_Source document_
◆ ◆ ◆ ◆ ◆

Otaku USA Magazine
Mujirushi: The Sign of Dreams [Manga Review]

Mujirushi: The Sign of Dreams manga coverFor fifteen years, the Louvre has commissioned graphic novels from top cartoonists around the world. Seinen manga legend Naoki Urasawa (20th Century Boys, Pluto, Monster) joins the ranks of Louvre artists with Mujirushi, a heist thriller that combines the brainy eccentricity of a colorful French art film with the off-kilter hardboiled sensibility of, well, a Naoki Urasawa manga.

Takashi, a thirtysomething guy with a scraggly goatee and a perpetual hangdog expression, is in the dumps. After a series of bad financial moves, the latest of which has left him with a warehouse full of unsellable novelty masks, his wife walks out on him and their precocious, ponytailed little daughter Kasumi. A message tied to a crow’s leg leads Takashi and Kasumi to the seedy La France Research Institute and its hyper, bucktoothed Director. (The Director is an Urasawa-fied version of Iyami, the Francophile antagonist of the children’s manga and anime series Osamatsu, a pop-culture reference that will fly over the heads of most American readers.) The Director woos the unhappy pair with tall tales of “La France,” then ropes them into flying to Paris to steal his favorite Vermeer from the Louvre.

◆ ◆ ◆ ◆ ◆

_Data extract_
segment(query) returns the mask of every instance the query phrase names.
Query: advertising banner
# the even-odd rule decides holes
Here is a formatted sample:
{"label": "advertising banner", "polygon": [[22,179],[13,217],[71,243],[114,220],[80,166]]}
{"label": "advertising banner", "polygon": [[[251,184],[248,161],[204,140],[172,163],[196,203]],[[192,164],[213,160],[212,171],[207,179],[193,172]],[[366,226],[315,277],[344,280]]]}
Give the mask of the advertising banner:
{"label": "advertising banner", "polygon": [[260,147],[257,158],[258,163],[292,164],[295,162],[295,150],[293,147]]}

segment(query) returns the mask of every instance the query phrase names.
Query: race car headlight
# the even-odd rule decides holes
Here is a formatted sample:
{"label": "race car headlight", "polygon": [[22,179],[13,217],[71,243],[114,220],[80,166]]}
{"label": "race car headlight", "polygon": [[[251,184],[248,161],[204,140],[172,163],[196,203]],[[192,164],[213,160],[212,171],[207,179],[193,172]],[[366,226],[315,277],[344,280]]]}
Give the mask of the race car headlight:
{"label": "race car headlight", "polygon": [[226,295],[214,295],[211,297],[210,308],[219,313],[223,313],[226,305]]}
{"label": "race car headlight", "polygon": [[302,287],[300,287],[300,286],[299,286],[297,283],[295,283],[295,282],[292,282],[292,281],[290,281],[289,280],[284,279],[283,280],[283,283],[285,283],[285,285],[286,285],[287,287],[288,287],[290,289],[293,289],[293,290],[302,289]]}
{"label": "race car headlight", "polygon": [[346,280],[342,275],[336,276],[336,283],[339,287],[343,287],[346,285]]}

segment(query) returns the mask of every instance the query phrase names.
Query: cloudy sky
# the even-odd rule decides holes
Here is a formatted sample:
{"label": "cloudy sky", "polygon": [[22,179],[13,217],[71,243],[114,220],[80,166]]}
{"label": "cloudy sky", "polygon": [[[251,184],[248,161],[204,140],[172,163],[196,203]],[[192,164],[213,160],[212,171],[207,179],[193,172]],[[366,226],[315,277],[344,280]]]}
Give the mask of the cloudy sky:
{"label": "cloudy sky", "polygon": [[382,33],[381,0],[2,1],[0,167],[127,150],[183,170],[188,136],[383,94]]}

◆ ◆ ◆ ◆ ◆

_Request_
Reproduce the passage of the manga review above from "Mujirushi: The Sign of Dreams manga" up to and including "Naoki Urasawa manga.".

_Correct output_
Mujirushi: The Sign of Dreams manga coverFor fifteen years, the Louvre has commissioned graphic novels from top cartoonists around the world. Seinen manga legend Naoki Urasawa (20th Century Boys, Pluto, Monster) joins the ranks of Louvre artists with Mujirushi, a heist thriller that combines the brainy eccentricity of a colorful French art film with the off-kilter hardboiled sensibility of, well, a Naoki Urasawa manga.